Work request:
Report how many lines below include "navy", giving the figure alone.

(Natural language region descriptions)
──────

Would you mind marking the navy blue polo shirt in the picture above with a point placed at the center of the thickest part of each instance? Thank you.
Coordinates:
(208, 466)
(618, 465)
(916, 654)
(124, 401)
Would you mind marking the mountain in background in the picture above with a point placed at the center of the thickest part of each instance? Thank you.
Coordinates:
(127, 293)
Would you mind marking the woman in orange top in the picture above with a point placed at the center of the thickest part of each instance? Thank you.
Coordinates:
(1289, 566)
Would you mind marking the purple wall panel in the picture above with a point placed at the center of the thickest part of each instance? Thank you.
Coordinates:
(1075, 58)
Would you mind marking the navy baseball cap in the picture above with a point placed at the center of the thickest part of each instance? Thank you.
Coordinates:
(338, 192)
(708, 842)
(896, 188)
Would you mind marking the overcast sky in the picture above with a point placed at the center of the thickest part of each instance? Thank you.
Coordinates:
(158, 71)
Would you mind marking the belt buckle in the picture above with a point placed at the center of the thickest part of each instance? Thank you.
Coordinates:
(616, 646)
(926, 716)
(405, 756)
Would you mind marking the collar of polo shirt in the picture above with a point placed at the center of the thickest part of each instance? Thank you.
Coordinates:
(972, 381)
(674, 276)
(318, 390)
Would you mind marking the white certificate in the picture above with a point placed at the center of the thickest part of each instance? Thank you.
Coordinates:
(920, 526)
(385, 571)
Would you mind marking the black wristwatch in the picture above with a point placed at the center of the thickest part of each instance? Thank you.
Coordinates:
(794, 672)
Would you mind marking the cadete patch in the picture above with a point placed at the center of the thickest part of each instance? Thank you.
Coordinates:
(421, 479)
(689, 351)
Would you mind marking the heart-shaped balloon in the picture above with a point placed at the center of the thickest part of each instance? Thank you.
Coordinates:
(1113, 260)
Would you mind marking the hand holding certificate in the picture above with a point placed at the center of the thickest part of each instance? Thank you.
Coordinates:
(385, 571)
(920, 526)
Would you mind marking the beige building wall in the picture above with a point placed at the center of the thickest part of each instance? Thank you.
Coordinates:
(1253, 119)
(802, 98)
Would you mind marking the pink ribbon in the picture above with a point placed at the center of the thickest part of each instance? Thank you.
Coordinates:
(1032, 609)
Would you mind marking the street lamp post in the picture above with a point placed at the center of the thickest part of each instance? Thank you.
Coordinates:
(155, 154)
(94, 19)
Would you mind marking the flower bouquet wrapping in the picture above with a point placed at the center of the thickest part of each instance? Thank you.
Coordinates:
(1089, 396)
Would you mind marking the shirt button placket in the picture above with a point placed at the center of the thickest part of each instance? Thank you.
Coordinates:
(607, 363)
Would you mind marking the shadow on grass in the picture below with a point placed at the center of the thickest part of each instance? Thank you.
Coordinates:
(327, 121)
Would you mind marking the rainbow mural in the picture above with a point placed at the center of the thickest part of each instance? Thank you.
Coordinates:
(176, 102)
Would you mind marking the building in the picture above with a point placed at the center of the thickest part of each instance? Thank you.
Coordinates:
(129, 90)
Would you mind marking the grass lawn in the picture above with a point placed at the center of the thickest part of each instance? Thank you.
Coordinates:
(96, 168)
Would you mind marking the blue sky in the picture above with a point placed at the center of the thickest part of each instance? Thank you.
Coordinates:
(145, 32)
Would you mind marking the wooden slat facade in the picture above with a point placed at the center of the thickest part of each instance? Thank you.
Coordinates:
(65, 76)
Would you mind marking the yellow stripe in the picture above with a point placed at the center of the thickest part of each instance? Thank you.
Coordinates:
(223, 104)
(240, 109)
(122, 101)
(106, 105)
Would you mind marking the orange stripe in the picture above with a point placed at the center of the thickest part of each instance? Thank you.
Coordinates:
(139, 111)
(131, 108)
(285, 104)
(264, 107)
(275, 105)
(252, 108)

──────

Result of this exercise:
2